Studio album by The Age of Electric
- Released: February 25, 1997
- Recorded: at Mushroom Studios, Vancouver, B.C. (February 10–29, 1996) Greenhouse Studios, Vancouver (June 4–7, October 11–17, 1996)
- Genre: Alternative rock
- Length: 51:29
- Label: Mercury Records
- Producer: The Age of Electric, Gil Norton (tracks 2 & 7)

The Age of Electric chronology
| The Age of Electric (1995) | Make a Pest a Pet (1997) | The Pretty EP (2017) |

Singles from Make a Pest a Pet
- "Remote Control"; "I Don't Mind"; "Don't Wreck It";

= Make a Pest a Pet =

Make a Pest a Pet is the third and final studio album by Canadian alternative rock band The Age of Electric. The lead single, "Remote Control", was a Top 10 hit in Canada. It is the band's only album to make the Canadian Albums Chart, peaking at #78 in 1997. It was certified Gold in Canada in 1998.

Exercise task A: According to the album page, what peak position did Make a Pest a Pet reach on the Canadian Albums Chart?
Exercise task B: Output the album page text between "The Age of Electric chronology" and "Canada in 1998.", inclusive, with no changes.

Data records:
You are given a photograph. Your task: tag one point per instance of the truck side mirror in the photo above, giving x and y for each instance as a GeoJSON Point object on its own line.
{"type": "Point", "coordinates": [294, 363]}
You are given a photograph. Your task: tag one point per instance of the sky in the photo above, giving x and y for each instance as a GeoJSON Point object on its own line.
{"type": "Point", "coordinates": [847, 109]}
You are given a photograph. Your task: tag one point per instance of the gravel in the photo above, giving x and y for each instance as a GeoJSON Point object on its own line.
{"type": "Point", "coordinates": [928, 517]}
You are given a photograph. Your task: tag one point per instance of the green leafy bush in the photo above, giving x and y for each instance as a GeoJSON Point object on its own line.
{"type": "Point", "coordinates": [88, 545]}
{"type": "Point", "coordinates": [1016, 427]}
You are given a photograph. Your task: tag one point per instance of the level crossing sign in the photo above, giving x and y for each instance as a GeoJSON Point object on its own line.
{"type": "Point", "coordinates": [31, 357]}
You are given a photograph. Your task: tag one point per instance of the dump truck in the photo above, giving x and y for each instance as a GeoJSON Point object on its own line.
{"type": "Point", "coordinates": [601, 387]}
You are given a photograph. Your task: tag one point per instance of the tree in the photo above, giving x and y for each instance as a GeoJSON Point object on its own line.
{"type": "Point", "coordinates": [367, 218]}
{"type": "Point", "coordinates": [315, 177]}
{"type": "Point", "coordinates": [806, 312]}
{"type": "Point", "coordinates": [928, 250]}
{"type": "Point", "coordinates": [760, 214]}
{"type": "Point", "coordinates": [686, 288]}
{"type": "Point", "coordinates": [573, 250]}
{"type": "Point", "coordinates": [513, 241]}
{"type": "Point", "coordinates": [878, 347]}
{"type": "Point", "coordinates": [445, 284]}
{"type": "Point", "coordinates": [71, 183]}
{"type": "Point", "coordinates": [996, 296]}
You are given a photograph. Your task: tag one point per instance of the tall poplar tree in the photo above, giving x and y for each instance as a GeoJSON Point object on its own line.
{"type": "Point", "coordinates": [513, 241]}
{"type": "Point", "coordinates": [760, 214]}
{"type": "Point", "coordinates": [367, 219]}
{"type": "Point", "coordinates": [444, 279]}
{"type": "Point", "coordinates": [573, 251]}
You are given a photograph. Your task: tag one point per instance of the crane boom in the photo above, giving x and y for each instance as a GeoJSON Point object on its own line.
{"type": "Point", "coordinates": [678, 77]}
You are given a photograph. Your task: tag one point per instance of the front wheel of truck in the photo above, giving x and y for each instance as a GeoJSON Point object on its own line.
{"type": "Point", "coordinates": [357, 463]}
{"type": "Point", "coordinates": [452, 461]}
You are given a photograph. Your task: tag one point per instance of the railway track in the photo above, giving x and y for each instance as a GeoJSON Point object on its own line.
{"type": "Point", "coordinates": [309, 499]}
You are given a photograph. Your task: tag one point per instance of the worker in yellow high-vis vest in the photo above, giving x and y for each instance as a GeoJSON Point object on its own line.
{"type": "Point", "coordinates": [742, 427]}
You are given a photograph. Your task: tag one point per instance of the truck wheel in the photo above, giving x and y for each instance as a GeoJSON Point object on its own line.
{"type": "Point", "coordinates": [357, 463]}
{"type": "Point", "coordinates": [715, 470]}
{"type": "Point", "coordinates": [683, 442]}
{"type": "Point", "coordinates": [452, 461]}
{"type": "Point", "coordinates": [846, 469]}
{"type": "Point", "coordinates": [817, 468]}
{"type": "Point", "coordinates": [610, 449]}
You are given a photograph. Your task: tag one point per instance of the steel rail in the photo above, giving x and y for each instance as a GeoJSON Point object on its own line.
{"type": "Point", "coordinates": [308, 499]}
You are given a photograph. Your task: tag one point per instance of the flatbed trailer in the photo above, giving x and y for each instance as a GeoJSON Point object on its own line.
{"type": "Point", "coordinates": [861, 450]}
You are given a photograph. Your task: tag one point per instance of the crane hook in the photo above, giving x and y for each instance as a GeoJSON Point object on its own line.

Finished answer A: It peaked at #78 in 1997.

Finished answer B:
The Age of Electric chronology
| The Age of Electric (1995) | Make a Pest a Pet (1997) | The Pretty EP (2017) |

Singles from Make a Pest a Pet
- "Remote Control"; "I Don't Mind"; "Don't Wreck It";

= Make a Pest a Pet =

Make a Pest a Pet is the third and final studio album by Canadian alternative rock band The Age of Electric. The lead single, "Remote Control", was a Top 10 hit in Canada. It is the band's only album to make the Canadian Albums Chart, peaking at #78 in 1997. It was certified Gold in Canada in 1998.